# [Sağlanan metin parçası]
________________________

Mesajı Okuyun
Old 14-04-2007, 10:48   #2
dark

 
Varsayılan

Alıntı:
'' Sayın müşterimiz güvenliğiniz için yaptığınız bu konuşma kayda alınıyor.''

Bu uyarıdan sonra ne bize bir tercih hakkı tanınıyor ne de ''kayda alınmasını istemiyorsanız telefonunuzu kapatınız'' gibi bir uyarı geliyor. Biz işimizi halletmemiz gerektiği için çoğu kez bu duruma sessiz kalıyoruz.


'' Sayın müşterimiz güvenliğiniz için yaptığınız bu konuşma kayda alınıyor.'' bu bilginin yeterli olduğunu düşünüyorum..

Bence bu gibi olaylar genelde müşteri ile ileride çıkacak sorunların önüne geçebilmektedir..delil teşkil etmektedir..

Alıntı:
Bankayı arayan herkesin sesi kayda geciyor

Hepimizin bankalarda, sigorta şirketlerinde, borsa aracı kuruluşlarında, belki itfaiyede ya da poliste, birer ses kaydımız bulunuyor. Ses kayıtları, çatışmalı durumların çözümlerinde 'mahkemelerde' kullanılabiliyor. İşin görünen yüzünde, seslerimizin kayıt altına alındığının hiç farkında değiliz. Ama iyi ki kayıt altına alınıyor

Bir borsa aracı kuruluşunu aradınız. Yatırım hesabınız orada ve 'borsada al sat' yapmak istiyorsunuz. Telefonun ucunda, broker'ınız var. Talimatınızı veriyorsunuz: 'Onu sat, bunu al...' İşleminiz gerçekleşiyor... Peki ya sizin söylediğiniz işlem gerçekleşmedi ise?

Bankanızı arıyorsunuz. Telefonun ucunda 'alo bankanızın' müşteri temsilcisi var. Alo işlemleri yapıyorsunuz. Bir sürü bilgi değişikliği yaptınız. Peki Alo Banka'nın müşteri temsilcisi, sizin işlemlerinizi istediğiniz gibi yerine getirdi mi? Merak etmeyin, sesiniz kayıt altında...

Alo Polis'i aradınız; çok şakacısınız; polisi işletmeyi düşünüyorsunuz. Aman ha... Sesiniz kayda alınıyor...

________________________

# [Veri kümesi]
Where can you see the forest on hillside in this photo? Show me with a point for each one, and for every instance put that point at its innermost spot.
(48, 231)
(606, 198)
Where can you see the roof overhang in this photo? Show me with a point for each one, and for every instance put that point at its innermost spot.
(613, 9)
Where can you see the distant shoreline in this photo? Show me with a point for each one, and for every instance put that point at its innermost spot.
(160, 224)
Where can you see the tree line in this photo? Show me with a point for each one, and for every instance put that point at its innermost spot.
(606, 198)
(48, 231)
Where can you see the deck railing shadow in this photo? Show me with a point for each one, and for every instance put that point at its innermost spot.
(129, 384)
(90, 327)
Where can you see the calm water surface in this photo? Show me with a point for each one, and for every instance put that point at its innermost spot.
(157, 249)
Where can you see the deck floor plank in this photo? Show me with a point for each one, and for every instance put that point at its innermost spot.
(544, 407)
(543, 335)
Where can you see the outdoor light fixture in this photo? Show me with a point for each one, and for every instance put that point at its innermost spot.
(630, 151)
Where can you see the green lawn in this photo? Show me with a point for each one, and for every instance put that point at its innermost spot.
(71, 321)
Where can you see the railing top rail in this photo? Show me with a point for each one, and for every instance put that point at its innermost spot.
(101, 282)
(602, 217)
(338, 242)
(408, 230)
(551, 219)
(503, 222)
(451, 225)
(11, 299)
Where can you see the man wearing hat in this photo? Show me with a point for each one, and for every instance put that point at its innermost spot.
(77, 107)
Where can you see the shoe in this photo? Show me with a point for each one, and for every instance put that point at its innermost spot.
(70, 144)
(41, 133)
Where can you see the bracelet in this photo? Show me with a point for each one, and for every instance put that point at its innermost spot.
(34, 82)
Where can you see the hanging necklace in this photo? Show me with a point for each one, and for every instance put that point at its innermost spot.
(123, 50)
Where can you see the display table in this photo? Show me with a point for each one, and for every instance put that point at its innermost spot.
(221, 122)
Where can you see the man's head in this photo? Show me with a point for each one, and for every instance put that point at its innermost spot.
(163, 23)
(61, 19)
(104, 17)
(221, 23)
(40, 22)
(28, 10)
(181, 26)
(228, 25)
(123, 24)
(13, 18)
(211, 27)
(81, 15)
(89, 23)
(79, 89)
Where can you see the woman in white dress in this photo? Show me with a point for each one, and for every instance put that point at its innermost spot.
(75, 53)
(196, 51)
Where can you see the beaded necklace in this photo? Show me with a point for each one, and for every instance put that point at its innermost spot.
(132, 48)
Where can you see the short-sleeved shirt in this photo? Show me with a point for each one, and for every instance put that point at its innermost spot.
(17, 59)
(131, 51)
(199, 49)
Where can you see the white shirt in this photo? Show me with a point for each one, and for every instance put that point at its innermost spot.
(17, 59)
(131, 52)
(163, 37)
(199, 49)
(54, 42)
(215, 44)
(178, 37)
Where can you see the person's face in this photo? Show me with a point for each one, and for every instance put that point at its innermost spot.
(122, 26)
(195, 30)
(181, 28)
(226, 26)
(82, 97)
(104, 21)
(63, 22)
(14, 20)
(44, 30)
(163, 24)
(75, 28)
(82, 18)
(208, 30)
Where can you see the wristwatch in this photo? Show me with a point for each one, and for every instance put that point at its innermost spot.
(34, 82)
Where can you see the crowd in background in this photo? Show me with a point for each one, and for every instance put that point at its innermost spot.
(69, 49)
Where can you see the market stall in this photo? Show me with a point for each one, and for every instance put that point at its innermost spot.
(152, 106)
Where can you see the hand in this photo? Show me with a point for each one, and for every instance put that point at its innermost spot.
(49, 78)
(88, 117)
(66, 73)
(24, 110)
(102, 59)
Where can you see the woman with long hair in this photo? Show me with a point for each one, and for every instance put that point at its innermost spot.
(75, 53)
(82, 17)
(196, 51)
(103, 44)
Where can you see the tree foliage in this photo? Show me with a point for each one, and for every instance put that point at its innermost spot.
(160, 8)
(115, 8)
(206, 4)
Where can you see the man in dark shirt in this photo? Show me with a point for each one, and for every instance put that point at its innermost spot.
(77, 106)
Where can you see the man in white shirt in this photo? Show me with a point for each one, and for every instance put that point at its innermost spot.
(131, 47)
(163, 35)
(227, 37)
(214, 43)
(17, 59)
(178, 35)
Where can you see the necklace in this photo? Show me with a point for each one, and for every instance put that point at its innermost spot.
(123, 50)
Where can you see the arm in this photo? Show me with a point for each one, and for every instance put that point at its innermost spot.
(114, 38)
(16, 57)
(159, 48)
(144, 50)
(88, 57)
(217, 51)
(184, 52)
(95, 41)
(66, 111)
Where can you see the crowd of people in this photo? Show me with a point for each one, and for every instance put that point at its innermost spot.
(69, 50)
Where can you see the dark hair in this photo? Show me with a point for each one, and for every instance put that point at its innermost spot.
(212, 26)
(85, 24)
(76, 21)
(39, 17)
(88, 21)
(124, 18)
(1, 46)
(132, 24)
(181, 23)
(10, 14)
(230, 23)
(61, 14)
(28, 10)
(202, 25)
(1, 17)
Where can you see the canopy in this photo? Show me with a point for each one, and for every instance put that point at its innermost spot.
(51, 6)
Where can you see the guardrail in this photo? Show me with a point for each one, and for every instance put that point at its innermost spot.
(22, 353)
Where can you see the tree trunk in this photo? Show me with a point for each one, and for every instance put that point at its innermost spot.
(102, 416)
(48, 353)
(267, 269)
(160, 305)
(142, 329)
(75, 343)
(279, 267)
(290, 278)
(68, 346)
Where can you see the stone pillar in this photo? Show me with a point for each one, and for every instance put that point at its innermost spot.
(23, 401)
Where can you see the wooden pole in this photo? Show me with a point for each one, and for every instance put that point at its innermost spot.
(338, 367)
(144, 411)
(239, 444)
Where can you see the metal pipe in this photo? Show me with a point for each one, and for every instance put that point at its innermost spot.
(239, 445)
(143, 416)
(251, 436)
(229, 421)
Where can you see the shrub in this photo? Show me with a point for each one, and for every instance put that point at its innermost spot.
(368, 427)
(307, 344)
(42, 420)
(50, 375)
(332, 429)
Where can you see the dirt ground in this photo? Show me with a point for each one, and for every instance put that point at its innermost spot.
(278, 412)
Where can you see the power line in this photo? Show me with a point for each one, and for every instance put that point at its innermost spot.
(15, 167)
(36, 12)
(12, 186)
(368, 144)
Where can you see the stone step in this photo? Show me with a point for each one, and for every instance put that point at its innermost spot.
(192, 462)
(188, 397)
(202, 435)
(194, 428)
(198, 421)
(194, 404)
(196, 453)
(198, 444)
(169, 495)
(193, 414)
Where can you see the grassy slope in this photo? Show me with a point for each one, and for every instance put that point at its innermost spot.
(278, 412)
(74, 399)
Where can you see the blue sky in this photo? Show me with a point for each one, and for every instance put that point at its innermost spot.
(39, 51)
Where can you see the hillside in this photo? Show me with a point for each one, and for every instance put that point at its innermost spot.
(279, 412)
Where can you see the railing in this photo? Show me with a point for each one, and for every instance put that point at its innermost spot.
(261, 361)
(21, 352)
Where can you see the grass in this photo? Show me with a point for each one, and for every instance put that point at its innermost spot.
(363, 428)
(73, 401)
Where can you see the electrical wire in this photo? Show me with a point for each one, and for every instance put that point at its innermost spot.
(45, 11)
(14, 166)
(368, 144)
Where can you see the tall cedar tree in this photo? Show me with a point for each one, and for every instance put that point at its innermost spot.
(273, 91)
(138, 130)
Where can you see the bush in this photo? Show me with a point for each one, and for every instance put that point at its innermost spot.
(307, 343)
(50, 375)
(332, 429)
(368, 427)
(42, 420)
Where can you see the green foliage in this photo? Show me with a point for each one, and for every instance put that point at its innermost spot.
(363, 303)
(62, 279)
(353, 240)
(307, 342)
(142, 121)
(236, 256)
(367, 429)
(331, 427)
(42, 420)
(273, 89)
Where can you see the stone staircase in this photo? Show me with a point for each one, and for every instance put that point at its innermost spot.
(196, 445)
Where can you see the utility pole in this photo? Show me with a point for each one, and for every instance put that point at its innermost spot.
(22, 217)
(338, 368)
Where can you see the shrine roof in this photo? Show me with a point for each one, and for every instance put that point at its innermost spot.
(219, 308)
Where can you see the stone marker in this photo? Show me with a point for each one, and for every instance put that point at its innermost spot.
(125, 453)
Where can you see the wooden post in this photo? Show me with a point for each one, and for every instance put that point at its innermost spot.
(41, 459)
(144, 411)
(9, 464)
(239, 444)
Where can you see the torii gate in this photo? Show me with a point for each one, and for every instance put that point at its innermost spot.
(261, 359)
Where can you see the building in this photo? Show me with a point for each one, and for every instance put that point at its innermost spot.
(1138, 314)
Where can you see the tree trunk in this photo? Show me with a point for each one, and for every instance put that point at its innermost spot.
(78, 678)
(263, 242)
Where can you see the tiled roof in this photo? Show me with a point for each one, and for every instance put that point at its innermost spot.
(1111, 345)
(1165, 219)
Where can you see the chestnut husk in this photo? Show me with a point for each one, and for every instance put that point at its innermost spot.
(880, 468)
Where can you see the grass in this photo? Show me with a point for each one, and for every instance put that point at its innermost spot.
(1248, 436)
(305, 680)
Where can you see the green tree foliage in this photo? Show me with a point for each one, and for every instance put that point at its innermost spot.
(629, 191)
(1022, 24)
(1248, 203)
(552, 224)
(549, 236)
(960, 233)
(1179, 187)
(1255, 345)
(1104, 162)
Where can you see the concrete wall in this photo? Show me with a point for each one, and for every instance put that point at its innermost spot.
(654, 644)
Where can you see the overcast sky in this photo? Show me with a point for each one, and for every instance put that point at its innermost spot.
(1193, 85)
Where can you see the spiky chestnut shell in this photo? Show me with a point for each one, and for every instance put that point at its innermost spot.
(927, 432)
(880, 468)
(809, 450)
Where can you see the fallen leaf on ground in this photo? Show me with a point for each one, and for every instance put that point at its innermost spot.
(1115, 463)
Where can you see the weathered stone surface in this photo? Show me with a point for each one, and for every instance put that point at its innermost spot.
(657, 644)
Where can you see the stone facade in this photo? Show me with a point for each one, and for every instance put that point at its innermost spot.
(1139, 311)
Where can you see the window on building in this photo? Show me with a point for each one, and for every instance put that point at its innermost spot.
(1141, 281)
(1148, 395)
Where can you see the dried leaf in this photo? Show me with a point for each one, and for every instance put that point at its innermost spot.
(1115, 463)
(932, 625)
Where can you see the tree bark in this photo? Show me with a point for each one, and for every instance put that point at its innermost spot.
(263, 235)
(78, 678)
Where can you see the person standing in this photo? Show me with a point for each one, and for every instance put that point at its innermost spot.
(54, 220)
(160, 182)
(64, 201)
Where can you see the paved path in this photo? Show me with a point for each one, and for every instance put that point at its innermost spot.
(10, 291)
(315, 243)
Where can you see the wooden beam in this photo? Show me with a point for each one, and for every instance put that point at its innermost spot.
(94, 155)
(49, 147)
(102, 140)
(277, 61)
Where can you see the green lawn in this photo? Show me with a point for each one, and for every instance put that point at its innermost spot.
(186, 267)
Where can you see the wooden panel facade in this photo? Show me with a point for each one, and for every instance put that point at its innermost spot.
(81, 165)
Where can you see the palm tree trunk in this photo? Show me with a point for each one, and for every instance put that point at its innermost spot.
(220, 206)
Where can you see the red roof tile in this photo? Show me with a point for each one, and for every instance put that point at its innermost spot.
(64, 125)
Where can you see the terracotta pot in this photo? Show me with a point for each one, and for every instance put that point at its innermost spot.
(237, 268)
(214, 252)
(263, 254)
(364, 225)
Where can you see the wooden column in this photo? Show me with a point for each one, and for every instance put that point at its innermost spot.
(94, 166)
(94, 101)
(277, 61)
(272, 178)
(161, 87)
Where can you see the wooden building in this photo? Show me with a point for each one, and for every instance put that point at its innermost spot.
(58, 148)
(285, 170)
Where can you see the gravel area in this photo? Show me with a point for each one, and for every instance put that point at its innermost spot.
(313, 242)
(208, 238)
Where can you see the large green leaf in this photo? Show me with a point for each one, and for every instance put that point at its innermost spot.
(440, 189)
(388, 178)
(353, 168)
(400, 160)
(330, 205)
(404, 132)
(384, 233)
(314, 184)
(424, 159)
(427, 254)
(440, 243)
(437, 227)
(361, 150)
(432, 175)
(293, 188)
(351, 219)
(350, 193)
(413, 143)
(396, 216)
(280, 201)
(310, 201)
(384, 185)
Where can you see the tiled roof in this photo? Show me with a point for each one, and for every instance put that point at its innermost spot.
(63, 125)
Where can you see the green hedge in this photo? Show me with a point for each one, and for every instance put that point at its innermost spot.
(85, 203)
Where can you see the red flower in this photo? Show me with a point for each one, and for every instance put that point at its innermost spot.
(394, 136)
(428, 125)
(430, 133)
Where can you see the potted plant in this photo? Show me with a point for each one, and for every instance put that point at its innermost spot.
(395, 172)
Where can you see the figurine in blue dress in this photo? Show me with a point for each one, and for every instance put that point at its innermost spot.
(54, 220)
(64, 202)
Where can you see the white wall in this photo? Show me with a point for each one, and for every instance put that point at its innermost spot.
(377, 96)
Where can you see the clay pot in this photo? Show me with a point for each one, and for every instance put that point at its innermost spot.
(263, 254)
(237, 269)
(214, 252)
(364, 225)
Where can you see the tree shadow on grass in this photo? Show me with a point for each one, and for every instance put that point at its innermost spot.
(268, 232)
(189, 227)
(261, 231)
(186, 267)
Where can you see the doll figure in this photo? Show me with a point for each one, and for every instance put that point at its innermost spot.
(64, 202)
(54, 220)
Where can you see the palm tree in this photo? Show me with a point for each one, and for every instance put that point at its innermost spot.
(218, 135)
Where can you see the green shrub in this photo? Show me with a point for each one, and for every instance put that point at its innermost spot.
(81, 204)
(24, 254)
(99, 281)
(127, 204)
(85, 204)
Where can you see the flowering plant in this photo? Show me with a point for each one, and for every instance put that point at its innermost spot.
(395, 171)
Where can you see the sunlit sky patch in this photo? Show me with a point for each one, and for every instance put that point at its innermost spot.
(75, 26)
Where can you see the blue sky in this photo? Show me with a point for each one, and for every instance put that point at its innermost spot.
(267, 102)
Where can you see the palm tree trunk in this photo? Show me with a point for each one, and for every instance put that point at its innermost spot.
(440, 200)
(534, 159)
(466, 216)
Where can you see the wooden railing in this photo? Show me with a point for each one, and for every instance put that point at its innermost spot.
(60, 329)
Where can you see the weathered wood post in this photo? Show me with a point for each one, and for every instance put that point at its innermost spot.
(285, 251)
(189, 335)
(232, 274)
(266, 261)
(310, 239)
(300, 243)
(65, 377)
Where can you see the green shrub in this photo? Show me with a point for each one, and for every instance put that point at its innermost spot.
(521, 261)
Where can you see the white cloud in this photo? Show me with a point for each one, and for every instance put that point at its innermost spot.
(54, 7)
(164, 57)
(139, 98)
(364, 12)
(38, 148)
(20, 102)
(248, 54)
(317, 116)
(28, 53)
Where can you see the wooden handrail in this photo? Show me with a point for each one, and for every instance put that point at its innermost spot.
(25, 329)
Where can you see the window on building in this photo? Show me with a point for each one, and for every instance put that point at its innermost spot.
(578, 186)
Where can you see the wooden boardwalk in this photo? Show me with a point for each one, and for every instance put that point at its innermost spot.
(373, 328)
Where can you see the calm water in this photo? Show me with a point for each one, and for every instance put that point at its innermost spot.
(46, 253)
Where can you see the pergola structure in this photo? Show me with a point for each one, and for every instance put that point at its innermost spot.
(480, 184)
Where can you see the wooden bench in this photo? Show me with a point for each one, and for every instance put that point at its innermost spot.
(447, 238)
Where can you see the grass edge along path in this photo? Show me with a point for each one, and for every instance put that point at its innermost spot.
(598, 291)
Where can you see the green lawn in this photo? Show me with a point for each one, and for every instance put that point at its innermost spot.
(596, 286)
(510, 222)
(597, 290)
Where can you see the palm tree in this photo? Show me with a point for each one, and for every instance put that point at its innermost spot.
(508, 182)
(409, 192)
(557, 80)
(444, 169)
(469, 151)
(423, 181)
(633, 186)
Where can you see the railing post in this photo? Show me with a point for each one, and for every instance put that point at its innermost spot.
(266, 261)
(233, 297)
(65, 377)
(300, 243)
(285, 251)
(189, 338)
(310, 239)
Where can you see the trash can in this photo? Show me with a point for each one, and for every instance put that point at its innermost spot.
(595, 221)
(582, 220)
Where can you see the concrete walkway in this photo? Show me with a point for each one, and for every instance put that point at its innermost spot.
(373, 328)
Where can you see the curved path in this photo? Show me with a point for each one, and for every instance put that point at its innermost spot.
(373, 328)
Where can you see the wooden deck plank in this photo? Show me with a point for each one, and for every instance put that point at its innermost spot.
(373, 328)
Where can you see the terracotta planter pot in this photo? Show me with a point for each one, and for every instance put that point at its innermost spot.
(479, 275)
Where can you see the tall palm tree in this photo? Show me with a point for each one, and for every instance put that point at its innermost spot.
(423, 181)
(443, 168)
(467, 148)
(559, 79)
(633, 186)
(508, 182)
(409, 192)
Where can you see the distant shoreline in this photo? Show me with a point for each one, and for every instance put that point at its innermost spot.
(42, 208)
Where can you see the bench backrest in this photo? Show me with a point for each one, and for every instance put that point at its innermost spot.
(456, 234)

________________________

# [İstenenler]
(1) Telefon görüşmelerinin kayda alınmasını konu alan metne göre aşağıdaki ifadelerin her birinin doğru olup olmadığını belirtin. Her biri için evet ya da hayır deyin ve karar veren sözcükleri metinden aynen alıntılayın. (a) Ses kayıtları mahkemelerde kullanılabilir. (b) Kayıt uyarısından sonra, kaydı istemeyenlere telefonu kapatmaları söylenir. (c) İnsanlar seslerinin kayıt altına alındığının her zaman farkındadır.
(2) Satırlar içinde "person" sözcüğünü barındıran her satırı bulun ve kopyalayın. Büyük-küçük harf ayrımı dikkate alınmalıdır.
Metin ile satırlar arasında herhangi bir bağlantı yoktur.

# [Görev bazında yanıtlar]
(1)
(a) Evet: "Ses kayıtları, çatışmalı durumların çözümlerinde 'mahkemelerde' kullanılabiliyor."
(b) Hayır: "Bu uyarıdan sonra ne bize bir tercih hakkı tanınıyor ne de ''kayda alınmasını istemiyorsanız telefonunuzu kapatınız'' gibi bir uyarı geliyor."
(c) Hayır: "İşin görünen yüzünde, seslerimizin kayıt altına alındığının hiç farkında değiliz."

(2)
Where can you see the person's face in this photo? Show me with a point for each one, and for every instance put that point at its innermost spot.
Where can you see the person standing in this photo? Show me with a point for each one, and for every instance put that point at its innermost spot.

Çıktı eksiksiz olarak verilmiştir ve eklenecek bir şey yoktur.